## Task goal
Counting the line with "box: [303, 62, 311, 74]" as the last one, copy out the lines of the data exactly from the first onward.

** Task inputs follows **

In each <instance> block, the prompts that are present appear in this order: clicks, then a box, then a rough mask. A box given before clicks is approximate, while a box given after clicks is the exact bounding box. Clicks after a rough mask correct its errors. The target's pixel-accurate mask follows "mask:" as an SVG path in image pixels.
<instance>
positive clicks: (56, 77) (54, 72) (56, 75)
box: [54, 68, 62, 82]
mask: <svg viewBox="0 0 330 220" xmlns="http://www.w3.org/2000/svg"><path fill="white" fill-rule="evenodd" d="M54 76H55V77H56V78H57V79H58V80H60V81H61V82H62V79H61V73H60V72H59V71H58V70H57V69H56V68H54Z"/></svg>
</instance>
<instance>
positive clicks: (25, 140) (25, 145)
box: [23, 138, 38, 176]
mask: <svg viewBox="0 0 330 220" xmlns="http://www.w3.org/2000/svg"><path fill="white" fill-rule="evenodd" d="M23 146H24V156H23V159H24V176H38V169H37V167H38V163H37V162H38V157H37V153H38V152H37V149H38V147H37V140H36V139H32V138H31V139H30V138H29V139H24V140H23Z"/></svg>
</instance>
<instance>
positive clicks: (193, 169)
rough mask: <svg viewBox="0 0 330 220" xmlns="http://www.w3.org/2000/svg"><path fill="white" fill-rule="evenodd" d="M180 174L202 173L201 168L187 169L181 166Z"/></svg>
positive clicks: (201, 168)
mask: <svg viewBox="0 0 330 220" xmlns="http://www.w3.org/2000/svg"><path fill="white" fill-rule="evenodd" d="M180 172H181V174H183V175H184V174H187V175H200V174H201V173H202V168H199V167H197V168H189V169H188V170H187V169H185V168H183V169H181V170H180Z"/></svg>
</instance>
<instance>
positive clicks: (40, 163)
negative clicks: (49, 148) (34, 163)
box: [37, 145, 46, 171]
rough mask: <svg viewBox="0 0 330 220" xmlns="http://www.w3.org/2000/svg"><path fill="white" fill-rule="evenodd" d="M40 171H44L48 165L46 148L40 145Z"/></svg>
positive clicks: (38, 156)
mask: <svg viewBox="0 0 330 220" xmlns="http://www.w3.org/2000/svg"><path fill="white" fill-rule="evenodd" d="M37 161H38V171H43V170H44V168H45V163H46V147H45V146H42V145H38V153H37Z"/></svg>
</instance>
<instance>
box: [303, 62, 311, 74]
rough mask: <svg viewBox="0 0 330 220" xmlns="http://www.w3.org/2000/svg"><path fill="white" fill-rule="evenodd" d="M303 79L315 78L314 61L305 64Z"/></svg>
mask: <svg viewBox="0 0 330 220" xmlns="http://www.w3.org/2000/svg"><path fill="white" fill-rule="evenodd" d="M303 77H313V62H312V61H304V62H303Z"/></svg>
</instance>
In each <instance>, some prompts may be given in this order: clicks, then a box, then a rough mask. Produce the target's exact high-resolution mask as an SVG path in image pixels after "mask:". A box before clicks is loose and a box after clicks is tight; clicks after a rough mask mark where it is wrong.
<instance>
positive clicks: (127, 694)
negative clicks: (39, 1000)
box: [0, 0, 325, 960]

** End of Task inputs **

## Exercise response
In each <instance> block, the prompts that are present appear in this order: clicks, then a box, then a rough mask. A box given before clicks is approximate, while a box given after clicks is the exact bounding box. Clicks after a rough mask correct its errors. The target's pixel-accurate mask follows "mask:" as an SVG path in image pixels.
<instance>
positive clicks: (56, 77) (54, 72) (56, 75)
box: [54, 68, 62, 82]
mask: <svg viewBox="0 0 330 220" xmlns="http://www.w3.org/2000/svg"><path fill="white" fill-rule="evenodd" d="M54 76H55V77H56V78H57V79H58V80H60V81H61V82H62V79H61V73H60V72H59V71H58V70H57V69H56V68H54Z"/></svg>
</instance>
<instance>
positive clicks: (25, 140) (25, 145)
box: [23, 138, 38, 176]
mask: <svg viewBox="0 0 330 220" xmlns="http://www.w3.org/2000/svg"><path fill="white" fill-rule="evenodd" d="M23 146H24V156H23V159H24V176H38V169H37V167H38V163H37V162H38V157H37V153H38V152H37V149H38V147H37V140H36V139H32V138H31V139H30V138H29V139H24V140H23Z"/></svg>
</instance>
<instance>
positive clicks: (193, 169)
rough mask: <svg viewBox="0 0 330 220" xmlns="http://www.w3.org/2000/svg"><path fill="white" fill-rule="evenodd" d="M180 174L202 173L201 168L187 169L181 166Z"/></svg>
positive clicks: (201, 168)
mask: <svg viewBox="0 0 330 220" xmlns="http://www.w3.org/2000/svg"><path fill="white" fill-rule="evenodd" d="M180 172H181V174H183V175H184V174H187V175H200V174H201V173H202V168H199V167H197V168H189V169H188V170H187V169H185V168H183V169H181V170H180Z"/></svg>
</instance>
<instance>
positive clicks: (40, 163)
negative clicks: (49, 148) (34, 163)
box: [37, 145, 46, 171]
rough mask: <svg viewBox="0 0 330 220" xmlns="http://www.w3.org/2000/svg"><path fill="white" fill-rule="evenodd" d="M40 171H44L48 165L46 148L40 145Z"/></svg>
positive clicks: (38, 156)
mask: <svg viewBox="0 0 330 220" xmlns="http://www.w3.org/2000/svg"><path fill="white" fill-rule="evenodd" d="M37 161H38V171H43V170H44V168H45V163H46V147H45V146H42V145H38V153H37Z"/></svg>
</instance>
<instance>
box: [303, 62, 311, 74]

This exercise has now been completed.